Übungsziel: Gib den Abschnitt des Lesetextes über Mrkvičkas Abendmahl ab den Worten „Über die Entstehungsgeschichte“ bis einschließlich „in Privatsammlungen befinden.“ wieder und tausche dabei „Galerist“ gegen „Kunsthändler“ aus.
+++ Lesetext +++
Ein bemerkenswertes Bild mit einem geheimnisvollen Schicksal wurde der breiten Öffentlichkeit vorgestellt, nachdem es rund ein Jahrhundert lang ein Schlummerdasein fristete. Das Werk stellt eines der beliebtesten Themen der christlich-religiösen Malerei dar – das Letzte Abendmahl, während dem Christus von seinen Jüngern Abschied nahm. Dieses Bild stammt jedoch nicht aus der Hand eines bekannten westeuropäischen Malers, sondern des in Bulgarien tätigen Malers tschechischer Abstammung Jan Mrkvička, der von 1856 bis 1938 lebte.
Über die Entstehungsgeschichte des "Letzten Abendmahls" von Mrkvička ist nichts bekannt; auch sein Schicksal in den Jahrzehnten nach seiner Entstehung ist in Dunkelheit gehüllt. Vor 30 Jahren erwarb es Dimitar Indschow – Galerist in der südbulgarischen Stadt Plowdiw. Das Bild befand sich in einem schlechten Zustand und war bis zur Unkenntlichkeit verschmutzt, so dass es mehrere Male restauriert werden musste. Der Sammler seinerseits verrät nicht die Umstände des Kaufs und trägt damit zusätzlich zum Mysterium des Bildes bei. Derzeit ist es in einer Sammelausstellung mit anderen Werken der bulgarischen Malerei aus der ersten Hälfte des 20. Jahrhunderts zu sehen, die sich in Privatsammlungen befinden.
In seinem Bild, mit dessen Thema sich bereits viele Künstlergenerationen auseinandergesetzt haben, scheint Mrkvička mehr Fragen zu stellen, anstatt sich wie die meisten seiner Kollegen auf die Szene zu konzentrieren, in der Christus zu seinen Jüngern sagt: „Einer von euch wird mich verraten“. Schon auf den ersten Blick wird der Betrachter verunsichert: Wer sitzt an der linken Seite des Erlösers, dem er eine besondere Aufmerksamkeit widmet? Ist es Johannes, der als jüngster unter den Jüngern meist mit zarten Gesichtszügen dargestellt wird, oder ist es die von Jesus bekehrte ehemalige Sünderin und von da an ständige Begleiterin Maria Magdalena?
„Das kann ich nicht mit Sicherheit sagen, denn das erfordert eine tiefgründige Untersuchung. Die Wahrscheinlichkeit, dass es nicht Johannes, sondern Maria Magdalena ist, erscheint sehr groß“, erzählte uns Dimitar Indschow. „In den letzten Jahren wird dieses Thema nach Erscheinen der Thriller von Dan Brown und der Überlieferungen der Bruderschaft vom Berg Zion, dass Maria Magdalena und Jesus Christus Nachkommen gezeugt hätten, breit diskutiert. Auf dem Bild von Mrkvička reicht Christus der Person zu seiner Linken (sei es nun Magdalena oder Johannes) ein Stück Brot. Die anderen Jünger, die dieser Handlung beiwohnen, zeigen sich davon stark bewegt – einige sind nachdenklich, andere bestürzt oder sogar aufgebracht. In ihren Gesichtern spiegeln sich eine Reihe von Fragen wider: ist das eine Geste der Ernährung und warum gerade sie (oder er)?“
Während die meisten Künstler für die Szene des „Letzten Abendmahls“ ein Querformat wählen, in dem die Figuren bequem positioniert werden können, hat Mrkvička auf ein Hochformat zurückgegriffen. Die Komposition wird zwangsläufig „pyramidal“ und die Figuren sind dicht zusammengedrängt. Sie sitzen damit nicht statisch im Raum, sondern sind recht dynamisch, was ihren individuellen psychologischen Ausdruck verstärkt. Mimik und Gestik verwandeln sich in ein Labyrinth auf engem Raum.
+++ Bereitgestelltes Material +++
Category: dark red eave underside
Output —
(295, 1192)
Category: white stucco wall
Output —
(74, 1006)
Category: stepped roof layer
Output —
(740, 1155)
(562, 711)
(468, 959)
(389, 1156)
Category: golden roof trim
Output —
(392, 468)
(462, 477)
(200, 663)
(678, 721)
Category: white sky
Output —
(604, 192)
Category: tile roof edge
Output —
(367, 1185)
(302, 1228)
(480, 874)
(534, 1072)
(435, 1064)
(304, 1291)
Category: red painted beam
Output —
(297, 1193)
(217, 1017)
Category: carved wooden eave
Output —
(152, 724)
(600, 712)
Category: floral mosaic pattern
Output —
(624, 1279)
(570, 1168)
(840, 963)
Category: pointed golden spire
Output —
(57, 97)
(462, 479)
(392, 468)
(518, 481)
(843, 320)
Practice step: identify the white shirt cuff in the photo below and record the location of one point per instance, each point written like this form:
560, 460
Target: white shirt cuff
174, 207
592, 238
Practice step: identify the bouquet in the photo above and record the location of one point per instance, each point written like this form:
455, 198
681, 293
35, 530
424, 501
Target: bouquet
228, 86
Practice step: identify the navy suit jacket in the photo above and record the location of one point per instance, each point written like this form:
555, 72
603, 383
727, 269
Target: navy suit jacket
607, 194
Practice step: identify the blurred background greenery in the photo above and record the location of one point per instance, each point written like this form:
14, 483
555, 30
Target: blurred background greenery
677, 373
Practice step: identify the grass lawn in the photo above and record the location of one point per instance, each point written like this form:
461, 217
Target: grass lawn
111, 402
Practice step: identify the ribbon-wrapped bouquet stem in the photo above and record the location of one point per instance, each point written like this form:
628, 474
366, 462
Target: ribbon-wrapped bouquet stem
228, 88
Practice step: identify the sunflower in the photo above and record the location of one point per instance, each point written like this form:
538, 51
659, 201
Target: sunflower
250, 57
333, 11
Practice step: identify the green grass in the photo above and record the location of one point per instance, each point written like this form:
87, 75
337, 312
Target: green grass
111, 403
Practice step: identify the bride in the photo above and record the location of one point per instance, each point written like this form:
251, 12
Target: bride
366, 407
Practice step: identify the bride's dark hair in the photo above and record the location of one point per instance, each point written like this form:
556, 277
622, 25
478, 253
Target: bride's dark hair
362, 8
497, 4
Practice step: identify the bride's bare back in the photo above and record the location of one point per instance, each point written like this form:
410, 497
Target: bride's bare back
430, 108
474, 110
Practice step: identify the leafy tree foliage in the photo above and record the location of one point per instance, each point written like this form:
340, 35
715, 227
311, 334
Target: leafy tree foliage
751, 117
+++
Ergebnis:
Über die Entstehungsgeschichte des "Letzten Abendmahls" von Mrkvička ist nichts bekannt; auch sein Schicksal in den Jahrzehnten nach seiner Entstehung ist in Dunkelheit gehüllt. Vor 30 Jahren erwarb es Dimitar Indschow – Kunsthändler in der südbulgarischen Stadt Plowdiw. Das Bild befand sich in einem schlechten Zustand und war bis zur Unkenntlichkeit verschmutzt, so dass es mehrere Male restauriert werden musste. Der Sammler seinerseits verrät nicht die Umstände des Kaufs und trägt damit zusätzlich zum Mysterium des Bildes bei. Derzeit ist es in einer Sammelausstellung mit anderen Werken der bulgarischen Malerei aus der ersten Hälfte des 20. Jahrhunderts zu sehen, die sich in Privatsammlungen befinden.